__What to produce__. Rewrite the rows from the line containing "pixel 4 86." through the line containing "pixel 345 219", both included, replacing "innermost" with "central" and leaving everything else unchanged.

__Input__.
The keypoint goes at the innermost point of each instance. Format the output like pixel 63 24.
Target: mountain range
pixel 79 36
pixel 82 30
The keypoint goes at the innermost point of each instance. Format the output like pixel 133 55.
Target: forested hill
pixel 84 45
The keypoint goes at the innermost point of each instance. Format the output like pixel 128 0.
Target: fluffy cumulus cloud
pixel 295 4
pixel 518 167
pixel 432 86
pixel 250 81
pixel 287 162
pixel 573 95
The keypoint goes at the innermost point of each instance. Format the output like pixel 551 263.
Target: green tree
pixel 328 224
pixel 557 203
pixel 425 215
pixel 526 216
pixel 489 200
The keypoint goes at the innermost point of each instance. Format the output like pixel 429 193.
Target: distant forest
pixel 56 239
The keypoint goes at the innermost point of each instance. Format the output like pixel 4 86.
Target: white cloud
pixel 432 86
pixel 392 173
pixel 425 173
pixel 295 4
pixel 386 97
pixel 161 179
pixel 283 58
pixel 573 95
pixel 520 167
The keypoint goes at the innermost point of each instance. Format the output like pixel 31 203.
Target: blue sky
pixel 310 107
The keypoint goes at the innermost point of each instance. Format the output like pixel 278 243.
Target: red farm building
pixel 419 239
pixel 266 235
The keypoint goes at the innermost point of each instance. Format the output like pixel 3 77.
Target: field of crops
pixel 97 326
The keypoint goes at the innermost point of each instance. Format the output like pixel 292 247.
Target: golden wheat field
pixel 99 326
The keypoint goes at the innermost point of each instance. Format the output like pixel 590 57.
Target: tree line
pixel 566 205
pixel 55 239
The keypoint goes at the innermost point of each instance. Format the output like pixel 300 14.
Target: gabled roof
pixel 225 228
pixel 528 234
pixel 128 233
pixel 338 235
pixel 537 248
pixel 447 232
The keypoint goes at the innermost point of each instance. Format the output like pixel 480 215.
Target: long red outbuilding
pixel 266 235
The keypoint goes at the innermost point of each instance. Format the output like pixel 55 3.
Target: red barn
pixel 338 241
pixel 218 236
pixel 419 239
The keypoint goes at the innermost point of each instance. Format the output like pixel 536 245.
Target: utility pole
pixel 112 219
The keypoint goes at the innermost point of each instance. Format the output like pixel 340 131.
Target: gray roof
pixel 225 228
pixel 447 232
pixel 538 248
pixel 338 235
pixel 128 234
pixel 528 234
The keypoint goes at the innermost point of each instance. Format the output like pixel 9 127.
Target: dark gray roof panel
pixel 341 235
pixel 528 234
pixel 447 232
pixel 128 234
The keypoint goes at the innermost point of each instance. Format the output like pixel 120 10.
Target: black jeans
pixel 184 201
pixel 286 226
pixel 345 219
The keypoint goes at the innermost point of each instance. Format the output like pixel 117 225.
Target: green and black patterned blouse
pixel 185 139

* * *

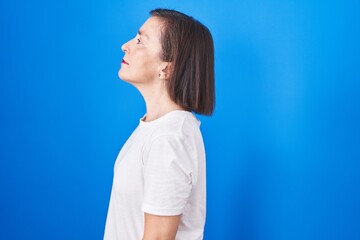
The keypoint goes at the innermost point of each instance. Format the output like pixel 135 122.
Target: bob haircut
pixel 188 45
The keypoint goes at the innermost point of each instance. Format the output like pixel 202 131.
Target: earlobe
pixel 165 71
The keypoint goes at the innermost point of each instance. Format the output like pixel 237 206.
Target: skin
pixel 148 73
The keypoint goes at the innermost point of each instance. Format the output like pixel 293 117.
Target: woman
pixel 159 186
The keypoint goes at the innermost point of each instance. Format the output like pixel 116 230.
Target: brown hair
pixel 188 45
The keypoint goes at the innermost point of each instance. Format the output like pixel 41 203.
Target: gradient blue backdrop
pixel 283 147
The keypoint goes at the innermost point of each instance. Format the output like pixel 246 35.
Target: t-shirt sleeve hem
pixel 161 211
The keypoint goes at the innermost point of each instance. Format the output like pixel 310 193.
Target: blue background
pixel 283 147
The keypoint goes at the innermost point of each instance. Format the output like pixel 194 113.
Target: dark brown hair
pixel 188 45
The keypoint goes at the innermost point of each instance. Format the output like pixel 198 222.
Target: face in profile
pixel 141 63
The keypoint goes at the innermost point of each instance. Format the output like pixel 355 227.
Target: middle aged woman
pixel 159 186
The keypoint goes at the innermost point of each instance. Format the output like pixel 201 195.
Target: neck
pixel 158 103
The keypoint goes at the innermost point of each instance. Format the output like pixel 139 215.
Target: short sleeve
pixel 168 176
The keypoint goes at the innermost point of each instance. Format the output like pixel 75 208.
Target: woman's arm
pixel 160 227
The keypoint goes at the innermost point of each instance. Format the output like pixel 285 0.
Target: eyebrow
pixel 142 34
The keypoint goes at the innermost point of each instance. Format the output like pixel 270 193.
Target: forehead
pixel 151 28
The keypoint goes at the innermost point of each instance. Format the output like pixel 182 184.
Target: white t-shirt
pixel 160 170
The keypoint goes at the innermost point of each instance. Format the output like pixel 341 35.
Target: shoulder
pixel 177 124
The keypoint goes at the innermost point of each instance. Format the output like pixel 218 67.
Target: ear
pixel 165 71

==

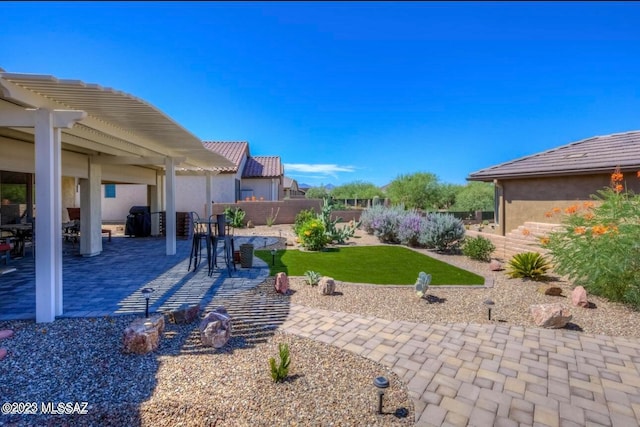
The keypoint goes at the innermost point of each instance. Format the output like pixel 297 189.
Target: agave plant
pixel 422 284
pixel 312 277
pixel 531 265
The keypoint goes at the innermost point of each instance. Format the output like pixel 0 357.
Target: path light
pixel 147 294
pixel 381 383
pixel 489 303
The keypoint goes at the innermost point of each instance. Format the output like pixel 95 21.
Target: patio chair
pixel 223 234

__Exercise output__.
The keypoint goes at the central point of each instance. Format the output like pixel 4 86.
Target: white cloud
pixel 432 86
pixel 392 173
pixel 425 173
pixel 295 4
pixel 386 97
pixel 161 179
pixel 283 58
pixel 573 95
pixel 520 167
The keypoint goes at the central point of each instance. Format the output like pixel 31 203.
Target: blue sky
pixel 310 107
The keypoint goes at the central point of each instance. Format the output like pixel 278 243.
Target: red farm building
pixel 419 239
pixel 266 235
The keypoint goes at the central point of each instance. Format the output like pixel 3 77.
Target: field of crops
pixel 97 326
The keypoint goes at the central point of each instance. Format the output like pixel 292 247.
Target: golden wheat field
pixel 99 326
The keypoint goes at the central point of each instance. Format the output like pixel 590 57.
Target: tree line
pixel 566 205
pixel 55 239
The keypoint goes at the central point of each instance. Format the output like pixel 300 14.
Target: gabled roof
pixel 225 228
pixel 528 234
pixel 128 233
pixel 338 235
pixel 537 248
pixel 447 232
The keypoint goes at the central point of each instance. Format the output like pixel 480 215.
Target: long red outbuilding
pixel 266 235
The keypoint goes at the central point of each instance. Format the output like pixel 55 3.
Target: red barn
pixel 338 241
pixel 218 236
pixel 419 239
The keypoint goes at the central point of each instance. Format the output like pixel 536 245.
Target: utility pole
pixel 112 219
The keypoint goes at the central point of each instance. Format the output like pixel 340 131.
Target: gray roof
pixel 225 228
pixel 447 232
pixel 538 248
pixel 338 235
pixel 128 234
pixel 528 234
The keypoint goes at the central point of each instance. Format the output like pixel 9 127.
Target: dark gray roof panel
pixel 341 235
pixel 528 234
pixel 447 232
pixel 128 234
The keypoint goes at the central point of each instance. Format the output like pixel 120 10.
Target: black jeans
pixel 184 201
pixel 286 226
pixel 345 219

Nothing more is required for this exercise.